= STATED GOAL =
From the line containing "top with a point." down to the last line, set down each line exactly as it is, and nothing more. Leave the pictures out.
━━━ PROVIDED RECORDS
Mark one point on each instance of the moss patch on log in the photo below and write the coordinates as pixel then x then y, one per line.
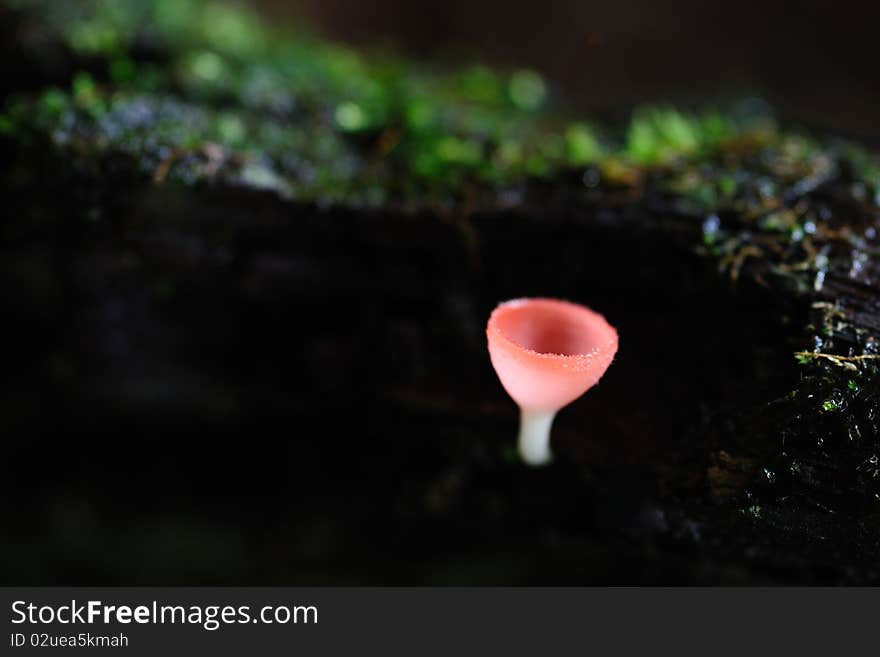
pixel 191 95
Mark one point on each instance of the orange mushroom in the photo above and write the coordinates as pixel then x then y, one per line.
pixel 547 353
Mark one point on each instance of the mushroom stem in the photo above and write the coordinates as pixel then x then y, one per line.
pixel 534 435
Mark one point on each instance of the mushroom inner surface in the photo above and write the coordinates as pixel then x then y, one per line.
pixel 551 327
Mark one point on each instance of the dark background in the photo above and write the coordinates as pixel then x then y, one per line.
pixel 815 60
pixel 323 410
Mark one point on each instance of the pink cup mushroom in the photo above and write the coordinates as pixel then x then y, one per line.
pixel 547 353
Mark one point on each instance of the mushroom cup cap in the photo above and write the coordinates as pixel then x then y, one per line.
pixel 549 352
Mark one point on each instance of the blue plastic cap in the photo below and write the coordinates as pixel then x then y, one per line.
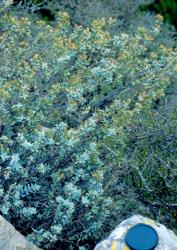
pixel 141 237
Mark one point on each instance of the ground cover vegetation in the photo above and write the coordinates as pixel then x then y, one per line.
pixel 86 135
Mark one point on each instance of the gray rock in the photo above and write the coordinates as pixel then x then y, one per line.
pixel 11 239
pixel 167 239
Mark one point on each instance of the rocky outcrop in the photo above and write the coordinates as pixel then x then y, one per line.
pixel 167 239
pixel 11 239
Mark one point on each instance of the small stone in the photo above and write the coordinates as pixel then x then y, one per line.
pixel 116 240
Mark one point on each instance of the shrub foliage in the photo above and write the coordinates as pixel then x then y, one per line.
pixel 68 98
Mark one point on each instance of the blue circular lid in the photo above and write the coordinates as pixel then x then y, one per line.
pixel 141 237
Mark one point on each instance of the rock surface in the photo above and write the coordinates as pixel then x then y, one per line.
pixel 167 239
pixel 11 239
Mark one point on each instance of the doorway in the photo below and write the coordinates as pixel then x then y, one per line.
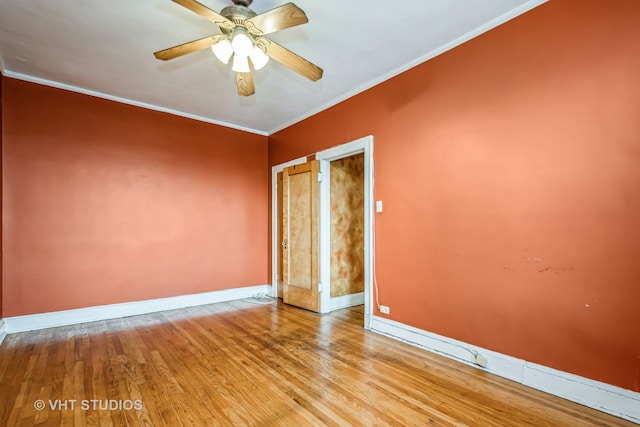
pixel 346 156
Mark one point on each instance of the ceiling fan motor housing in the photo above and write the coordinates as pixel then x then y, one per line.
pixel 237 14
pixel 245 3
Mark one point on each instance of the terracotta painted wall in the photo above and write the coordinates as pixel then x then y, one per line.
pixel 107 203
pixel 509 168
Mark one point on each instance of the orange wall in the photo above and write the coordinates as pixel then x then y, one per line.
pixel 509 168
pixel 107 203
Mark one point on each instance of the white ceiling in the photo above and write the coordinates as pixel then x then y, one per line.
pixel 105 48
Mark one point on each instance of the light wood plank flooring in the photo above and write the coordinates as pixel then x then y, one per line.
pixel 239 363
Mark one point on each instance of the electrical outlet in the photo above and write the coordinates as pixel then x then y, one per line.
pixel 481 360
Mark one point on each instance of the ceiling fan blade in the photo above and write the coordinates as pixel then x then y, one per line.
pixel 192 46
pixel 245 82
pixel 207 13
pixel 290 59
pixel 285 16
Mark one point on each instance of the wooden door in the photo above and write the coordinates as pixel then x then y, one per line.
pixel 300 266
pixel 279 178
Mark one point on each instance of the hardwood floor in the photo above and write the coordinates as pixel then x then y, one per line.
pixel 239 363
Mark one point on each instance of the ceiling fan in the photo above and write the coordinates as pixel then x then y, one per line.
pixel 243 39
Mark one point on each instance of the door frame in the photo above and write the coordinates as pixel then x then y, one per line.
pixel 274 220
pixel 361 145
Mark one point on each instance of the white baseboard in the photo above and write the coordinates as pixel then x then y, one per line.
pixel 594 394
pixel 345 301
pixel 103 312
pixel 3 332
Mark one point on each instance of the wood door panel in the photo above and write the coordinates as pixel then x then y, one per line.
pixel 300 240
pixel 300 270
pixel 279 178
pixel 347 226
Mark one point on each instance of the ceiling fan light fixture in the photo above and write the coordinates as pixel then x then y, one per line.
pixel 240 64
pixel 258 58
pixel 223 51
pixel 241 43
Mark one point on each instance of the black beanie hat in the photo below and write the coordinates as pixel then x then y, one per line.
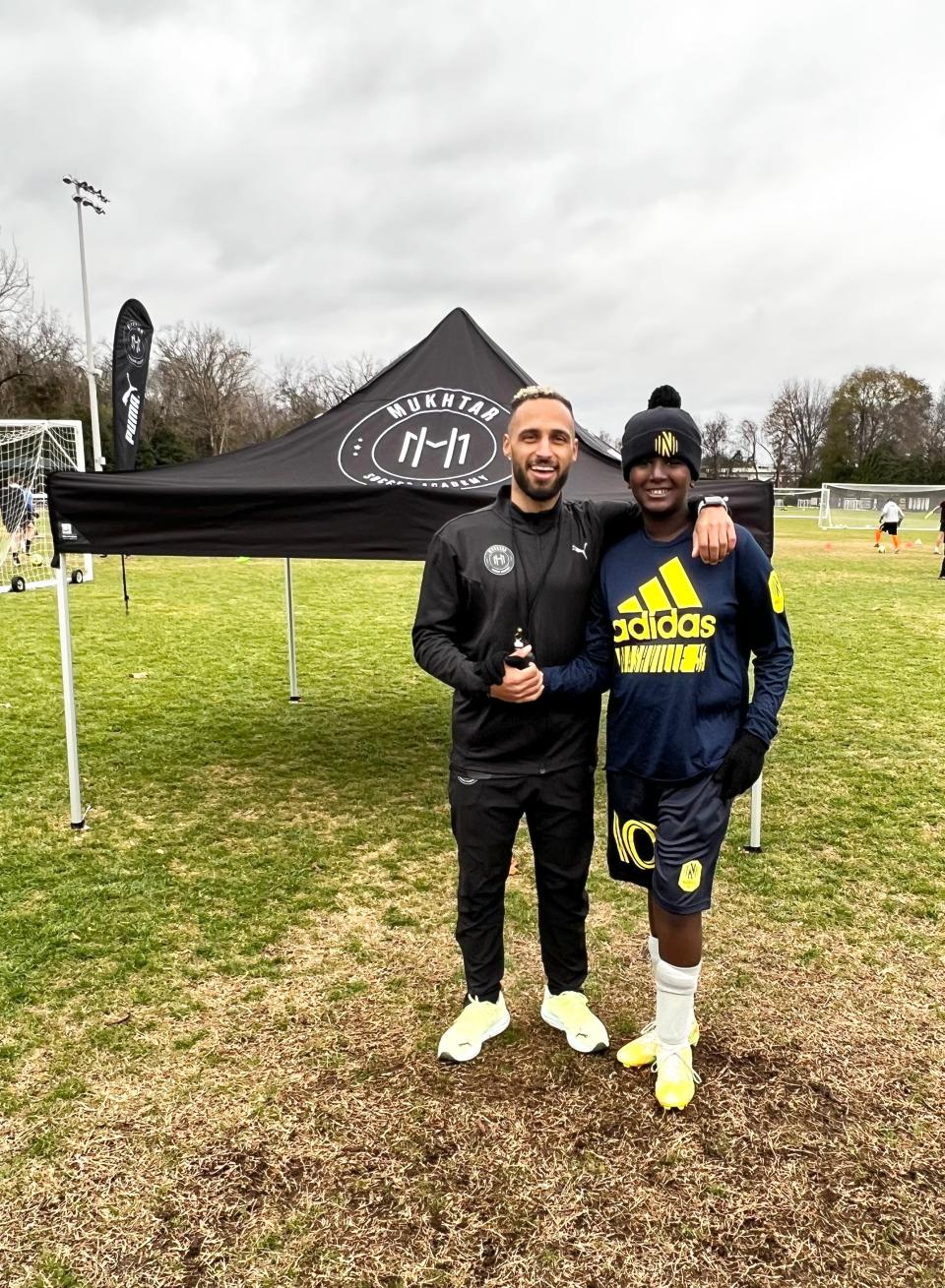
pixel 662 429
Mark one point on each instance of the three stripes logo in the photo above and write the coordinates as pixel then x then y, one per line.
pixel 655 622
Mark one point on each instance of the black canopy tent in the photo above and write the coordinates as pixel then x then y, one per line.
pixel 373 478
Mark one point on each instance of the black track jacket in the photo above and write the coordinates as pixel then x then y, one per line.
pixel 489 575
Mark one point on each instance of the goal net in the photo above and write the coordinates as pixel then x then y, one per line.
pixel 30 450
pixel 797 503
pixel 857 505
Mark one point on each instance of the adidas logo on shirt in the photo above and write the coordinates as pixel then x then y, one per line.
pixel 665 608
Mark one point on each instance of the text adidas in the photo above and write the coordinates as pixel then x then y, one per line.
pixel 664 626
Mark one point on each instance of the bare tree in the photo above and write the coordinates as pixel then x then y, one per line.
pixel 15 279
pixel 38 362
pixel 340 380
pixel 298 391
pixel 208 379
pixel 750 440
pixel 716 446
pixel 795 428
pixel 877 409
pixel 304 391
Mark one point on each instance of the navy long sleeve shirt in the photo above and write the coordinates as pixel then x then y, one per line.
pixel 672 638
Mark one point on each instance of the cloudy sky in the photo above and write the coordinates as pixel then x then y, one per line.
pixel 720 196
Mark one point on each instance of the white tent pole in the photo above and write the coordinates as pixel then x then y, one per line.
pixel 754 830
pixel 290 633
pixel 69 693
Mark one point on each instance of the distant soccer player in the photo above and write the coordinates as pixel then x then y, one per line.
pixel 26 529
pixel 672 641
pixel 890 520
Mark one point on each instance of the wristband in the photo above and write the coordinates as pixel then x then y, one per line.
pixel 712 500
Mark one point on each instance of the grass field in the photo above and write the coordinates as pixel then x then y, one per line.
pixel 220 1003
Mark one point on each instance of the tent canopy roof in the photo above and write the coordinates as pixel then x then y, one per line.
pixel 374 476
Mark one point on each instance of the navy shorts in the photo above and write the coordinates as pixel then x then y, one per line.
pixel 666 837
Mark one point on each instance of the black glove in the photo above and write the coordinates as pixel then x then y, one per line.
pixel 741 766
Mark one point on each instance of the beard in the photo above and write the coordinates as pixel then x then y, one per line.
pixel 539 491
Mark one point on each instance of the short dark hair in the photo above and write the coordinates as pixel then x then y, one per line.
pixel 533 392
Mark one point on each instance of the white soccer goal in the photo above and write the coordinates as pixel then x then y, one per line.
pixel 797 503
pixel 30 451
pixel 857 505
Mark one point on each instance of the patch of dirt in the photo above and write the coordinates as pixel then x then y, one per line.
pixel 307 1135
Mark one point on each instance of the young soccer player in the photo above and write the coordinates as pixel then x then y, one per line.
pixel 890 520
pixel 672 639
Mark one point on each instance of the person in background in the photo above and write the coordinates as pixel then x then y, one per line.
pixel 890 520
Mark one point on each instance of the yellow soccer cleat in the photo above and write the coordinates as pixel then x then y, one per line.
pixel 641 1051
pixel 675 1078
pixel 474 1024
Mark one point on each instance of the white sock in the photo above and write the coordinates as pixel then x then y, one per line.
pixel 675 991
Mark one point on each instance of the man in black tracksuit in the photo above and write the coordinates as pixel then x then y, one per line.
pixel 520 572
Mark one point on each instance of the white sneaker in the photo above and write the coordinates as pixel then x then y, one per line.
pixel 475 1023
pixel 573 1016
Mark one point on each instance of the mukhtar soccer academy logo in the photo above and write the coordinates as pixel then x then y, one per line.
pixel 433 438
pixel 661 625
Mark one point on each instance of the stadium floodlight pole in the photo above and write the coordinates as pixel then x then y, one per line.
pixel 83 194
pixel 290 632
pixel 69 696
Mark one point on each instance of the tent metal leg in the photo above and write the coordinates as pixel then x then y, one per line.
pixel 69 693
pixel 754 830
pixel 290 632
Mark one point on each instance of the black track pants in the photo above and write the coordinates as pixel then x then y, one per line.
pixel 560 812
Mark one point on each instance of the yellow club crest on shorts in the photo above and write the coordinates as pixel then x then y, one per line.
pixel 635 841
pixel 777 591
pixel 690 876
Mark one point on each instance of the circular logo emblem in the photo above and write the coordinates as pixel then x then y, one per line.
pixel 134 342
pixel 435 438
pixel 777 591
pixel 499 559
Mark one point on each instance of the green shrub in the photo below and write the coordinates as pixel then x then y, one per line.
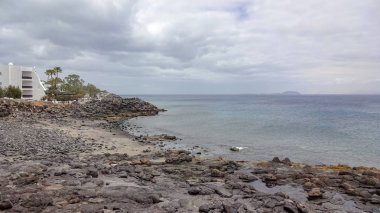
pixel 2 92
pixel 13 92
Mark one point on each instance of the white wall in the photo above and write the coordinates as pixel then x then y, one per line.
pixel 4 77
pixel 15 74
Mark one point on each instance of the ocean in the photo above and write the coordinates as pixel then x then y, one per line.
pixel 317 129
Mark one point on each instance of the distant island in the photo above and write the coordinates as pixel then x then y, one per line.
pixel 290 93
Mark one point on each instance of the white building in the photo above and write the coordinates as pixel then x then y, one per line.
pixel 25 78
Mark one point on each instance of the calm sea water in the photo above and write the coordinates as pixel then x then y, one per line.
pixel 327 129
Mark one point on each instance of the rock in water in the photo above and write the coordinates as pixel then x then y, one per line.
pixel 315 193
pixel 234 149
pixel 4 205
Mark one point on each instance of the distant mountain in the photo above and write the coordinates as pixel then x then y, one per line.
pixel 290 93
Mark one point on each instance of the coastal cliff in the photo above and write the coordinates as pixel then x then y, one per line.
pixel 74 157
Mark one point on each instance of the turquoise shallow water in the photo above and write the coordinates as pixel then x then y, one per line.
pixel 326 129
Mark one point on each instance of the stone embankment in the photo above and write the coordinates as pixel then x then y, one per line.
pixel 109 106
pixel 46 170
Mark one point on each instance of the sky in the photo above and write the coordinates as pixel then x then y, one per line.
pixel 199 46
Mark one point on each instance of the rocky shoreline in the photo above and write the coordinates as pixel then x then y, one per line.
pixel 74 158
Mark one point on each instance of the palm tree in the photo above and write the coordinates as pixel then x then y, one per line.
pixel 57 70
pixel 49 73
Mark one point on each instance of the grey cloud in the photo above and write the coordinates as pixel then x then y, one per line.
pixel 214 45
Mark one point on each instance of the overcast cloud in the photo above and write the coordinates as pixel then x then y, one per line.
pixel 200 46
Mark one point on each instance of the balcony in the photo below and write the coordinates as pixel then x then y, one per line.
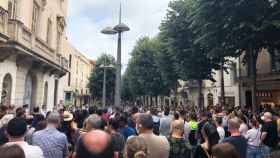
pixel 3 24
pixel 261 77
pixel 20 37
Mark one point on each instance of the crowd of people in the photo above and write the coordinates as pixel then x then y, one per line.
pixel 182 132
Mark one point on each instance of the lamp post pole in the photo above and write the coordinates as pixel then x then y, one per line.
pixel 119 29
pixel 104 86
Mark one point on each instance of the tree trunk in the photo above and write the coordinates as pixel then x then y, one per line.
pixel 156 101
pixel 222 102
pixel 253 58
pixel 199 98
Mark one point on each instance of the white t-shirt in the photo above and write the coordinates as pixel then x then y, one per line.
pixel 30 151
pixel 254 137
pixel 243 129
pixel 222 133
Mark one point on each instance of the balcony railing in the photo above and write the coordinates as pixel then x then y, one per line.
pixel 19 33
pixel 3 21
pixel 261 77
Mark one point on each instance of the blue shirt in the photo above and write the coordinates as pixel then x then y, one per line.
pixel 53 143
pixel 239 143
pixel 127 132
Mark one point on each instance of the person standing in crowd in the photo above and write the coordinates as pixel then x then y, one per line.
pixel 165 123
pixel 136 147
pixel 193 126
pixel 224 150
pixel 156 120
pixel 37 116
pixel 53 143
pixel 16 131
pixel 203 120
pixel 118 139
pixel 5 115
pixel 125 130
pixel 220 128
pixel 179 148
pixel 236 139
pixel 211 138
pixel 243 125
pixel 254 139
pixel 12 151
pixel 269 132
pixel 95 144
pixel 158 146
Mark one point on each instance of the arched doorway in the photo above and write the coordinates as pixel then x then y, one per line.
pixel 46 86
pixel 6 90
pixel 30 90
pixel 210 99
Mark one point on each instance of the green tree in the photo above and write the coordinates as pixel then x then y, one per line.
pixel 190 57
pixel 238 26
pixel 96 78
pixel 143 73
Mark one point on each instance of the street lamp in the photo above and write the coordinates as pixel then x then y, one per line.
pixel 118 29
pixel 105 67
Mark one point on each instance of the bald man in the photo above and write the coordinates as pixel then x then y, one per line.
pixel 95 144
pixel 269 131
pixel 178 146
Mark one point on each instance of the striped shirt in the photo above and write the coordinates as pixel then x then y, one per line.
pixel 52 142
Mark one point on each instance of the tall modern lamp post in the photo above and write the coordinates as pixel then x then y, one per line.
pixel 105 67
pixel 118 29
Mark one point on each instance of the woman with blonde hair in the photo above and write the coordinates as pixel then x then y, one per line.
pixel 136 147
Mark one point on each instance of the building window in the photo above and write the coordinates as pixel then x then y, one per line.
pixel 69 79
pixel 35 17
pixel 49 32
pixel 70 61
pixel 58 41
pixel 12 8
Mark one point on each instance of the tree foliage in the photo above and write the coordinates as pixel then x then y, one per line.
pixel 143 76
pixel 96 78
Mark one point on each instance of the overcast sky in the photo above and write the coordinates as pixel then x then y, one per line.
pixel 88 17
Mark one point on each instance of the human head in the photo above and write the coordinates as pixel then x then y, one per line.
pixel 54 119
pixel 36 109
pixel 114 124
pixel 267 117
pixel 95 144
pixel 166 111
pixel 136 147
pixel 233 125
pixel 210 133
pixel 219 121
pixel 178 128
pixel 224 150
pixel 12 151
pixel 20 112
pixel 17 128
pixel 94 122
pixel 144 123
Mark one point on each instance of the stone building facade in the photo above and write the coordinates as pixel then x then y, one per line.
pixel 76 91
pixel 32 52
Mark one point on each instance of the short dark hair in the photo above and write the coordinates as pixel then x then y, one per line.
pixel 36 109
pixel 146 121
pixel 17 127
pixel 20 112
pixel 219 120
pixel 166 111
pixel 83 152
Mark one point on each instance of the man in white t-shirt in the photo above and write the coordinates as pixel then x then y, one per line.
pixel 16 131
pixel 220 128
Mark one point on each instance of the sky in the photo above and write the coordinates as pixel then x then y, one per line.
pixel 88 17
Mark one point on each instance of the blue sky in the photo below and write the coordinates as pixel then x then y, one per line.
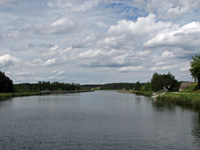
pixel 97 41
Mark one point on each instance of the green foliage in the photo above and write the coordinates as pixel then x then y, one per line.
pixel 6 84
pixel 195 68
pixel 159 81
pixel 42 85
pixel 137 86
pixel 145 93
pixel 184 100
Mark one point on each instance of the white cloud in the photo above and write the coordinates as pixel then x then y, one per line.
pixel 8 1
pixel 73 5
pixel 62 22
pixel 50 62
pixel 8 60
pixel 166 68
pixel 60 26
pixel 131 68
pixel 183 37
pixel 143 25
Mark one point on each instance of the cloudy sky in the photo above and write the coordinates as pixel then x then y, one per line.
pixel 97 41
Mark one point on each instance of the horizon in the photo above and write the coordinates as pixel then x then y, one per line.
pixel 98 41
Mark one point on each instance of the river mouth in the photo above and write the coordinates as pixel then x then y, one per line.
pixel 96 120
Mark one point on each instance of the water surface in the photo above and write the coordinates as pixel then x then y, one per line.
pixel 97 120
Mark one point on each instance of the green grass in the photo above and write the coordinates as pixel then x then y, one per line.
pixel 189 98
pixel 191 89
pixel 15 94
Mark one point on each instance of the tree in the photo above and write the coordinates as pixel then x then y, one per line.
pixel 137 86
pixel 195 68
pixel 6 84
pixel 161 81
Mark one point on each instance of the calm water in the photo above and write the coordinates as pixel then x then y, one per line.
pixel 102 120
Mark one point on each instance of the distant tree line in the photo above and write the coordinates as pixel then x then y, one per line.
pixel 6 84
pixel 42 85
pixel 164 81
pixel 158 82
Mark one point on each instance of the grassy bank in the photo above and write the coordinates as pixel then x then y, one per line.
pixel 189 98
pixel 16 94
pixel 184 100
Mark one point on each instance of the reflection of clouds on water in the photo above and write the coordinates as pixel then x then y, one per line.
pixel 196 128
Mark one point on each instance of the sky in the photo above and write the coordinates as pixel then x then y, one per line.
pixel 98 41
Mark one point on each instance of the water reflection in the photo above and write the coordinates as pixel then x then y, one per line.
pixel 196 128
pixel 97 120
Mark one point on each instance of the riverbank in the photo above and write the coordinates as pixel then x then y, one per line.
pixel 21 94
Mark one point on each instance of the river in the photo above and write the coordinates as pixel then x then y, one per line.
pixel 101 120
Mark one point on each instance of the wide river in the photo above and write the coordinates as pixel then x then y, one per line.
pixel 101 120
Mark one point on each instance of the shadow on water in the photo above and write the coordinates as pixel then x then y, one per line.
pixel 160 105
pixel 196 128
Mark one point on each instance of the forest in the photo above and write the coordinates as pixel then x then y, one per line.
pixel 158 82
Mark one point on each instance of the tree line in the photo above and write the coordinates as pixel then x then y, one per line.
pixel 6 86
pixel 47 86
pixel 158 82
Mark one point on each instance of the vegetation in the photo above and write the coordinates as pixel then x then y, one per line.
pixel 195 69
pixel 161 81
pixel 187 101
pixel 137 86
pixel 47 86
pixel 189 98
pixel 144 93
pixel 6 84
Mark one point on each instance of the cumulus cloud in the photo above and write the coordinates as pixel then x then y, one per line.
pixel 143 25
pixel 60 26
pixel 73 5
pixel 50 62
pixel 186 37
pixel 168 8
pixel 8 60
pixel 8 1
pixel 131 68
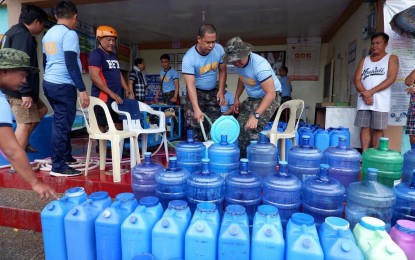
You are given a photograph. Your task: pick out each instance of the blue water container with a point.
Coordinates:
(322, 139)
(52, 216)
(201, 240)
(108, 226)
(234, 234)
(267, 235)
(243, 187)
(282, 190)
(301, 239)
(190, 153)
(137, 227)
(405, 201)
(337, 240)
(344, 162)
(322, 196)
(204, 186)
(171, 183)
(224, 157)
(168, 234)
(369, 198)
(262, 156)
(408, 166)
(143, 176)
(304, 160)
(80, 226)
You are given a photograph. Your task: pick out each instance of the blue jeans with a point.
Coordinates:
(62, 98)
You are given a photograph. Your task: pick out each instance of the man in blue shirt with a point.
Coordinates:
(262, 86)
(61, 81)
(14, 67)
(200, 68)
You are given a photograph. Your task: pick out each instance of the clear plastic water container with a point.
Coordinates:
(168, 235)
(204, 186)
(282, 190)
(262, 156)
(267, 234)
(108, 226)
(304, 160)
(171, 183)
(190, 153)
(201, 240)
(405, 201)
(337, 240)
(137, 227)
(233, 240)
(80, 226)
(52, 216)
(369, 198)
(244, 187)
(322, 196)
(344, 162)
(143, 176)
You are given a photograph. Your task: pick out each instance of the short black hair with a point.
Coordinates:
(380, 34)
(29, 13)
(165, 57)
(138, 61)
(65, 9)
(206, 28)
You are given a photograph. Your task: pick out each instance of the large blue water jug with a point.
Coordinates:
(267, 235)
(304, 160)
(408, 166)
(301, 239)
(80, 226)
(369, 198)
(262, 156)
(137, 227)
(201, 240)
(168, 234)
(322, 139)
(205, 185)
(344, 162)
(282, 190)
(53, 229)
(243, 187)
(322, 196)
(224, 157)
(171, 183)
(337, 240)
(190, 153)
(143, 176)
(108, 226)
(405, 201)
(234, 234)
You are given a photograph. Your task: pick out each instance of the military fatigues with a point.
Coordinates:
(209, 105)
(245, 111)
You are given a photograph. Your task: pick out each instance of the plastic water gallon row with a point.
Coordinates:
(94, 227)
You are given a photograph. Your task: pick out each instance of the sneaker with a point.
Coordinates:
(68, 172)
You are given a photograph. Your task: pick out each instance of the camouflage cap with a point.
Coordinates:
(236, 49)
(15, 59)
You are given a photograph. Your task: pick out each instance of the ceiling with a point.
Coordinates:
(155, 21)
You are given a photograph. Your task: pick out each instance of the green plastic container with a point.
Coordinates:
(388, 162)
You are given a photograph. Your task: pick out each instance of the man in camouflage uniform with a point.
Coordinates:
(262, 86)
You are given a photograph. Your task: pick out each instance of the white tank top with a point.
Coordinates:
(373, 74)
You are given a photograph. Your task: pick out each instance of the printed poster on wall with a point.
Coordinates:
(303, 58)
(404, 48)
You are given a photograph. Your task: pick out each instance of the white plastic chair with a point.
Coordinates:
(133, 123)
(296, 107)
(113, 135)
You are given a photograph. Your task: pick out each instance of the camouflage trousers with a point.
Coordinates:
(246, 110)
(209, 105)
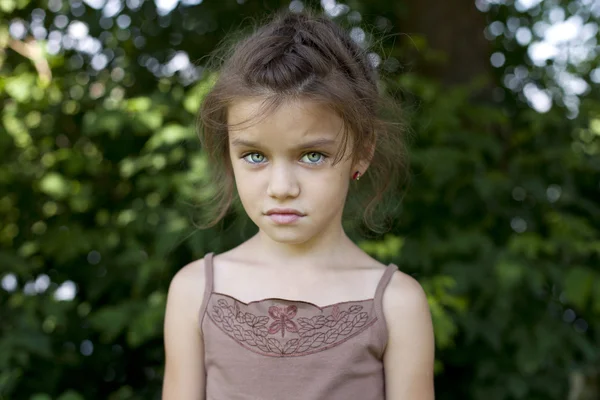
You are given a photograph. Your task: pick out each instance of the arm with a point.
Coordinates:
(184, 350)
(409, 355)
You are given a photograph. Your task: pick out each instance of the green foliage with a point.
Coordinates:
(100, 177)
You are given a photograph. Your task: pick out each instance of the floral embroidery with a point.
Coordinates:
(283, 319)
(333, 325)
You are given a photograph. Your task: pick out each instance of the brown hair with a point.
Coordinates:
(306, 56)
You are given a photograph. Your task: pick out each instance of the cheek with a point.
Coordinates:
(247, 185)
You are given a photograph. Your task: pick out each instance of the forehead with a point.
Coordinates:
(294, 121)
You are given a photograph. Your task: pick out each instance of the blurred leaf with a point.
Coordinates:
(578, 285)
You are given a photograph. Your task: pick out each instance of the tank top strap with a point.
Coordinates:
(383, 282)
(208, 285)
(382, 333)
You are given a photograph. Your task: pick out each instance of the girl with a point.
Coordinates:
━━━━━━
= SOLUTION FOR THIS PROBLEM =
You are given a photograph. Your task: pick out each instance of the white tank top with a point.
Coordinates:
(373, 74)
You are given a photograph. Your task: pick out each instance of the printed poster on wall with a point.
Coordinates:
(303, 58)
(404, 48)
You are given a photograph. Your task: pick out each instance of the white plastic chair with a point.
Coordinates:
(133, 123)
(296, 107)
(113, 135)
You are given a photograph. Your task: pick out each instance of the camouflage trousers with a point.
Coordinates:
(246, 110)
(209, 105)
You are given a photograph. Your task: pick out each instance of the arm with a point.
Coordinates:
(184, 350)
(409, 355)
You are given a photograph. Your task: pick out each instance of the green foliage with a point.
Coordinates:
(100, 177)
You are given a photograph. Your task: pick out each instance of the floral embroidery with a point.
Coordinates:
(283, 319)
(333, 325)
You are given a photograph. Your task: pick out each instance of the brown hair with a point.
Coordinates:
(306, 56)
You are given a photograph. Your task: pick out each instance of the cheek with a point.
Coordinates:
(247, 185)
You are given a photograph. Your task: pick out each instance of the forehead with a point.
Coordinates:
(294, 121)
You are given a photograph. Your task: pick out each instance of the blurred leaf with a point.
Coordinates:
(578, 285)
You are given a photograph. Your task: pick out each instance of the tank top strap with a point.
Coordinates:
(383, 282)
(208, 285)
(382, 333)
You are given a photograph. Your task: pick out each instance of the girl with a point.
Coordinates:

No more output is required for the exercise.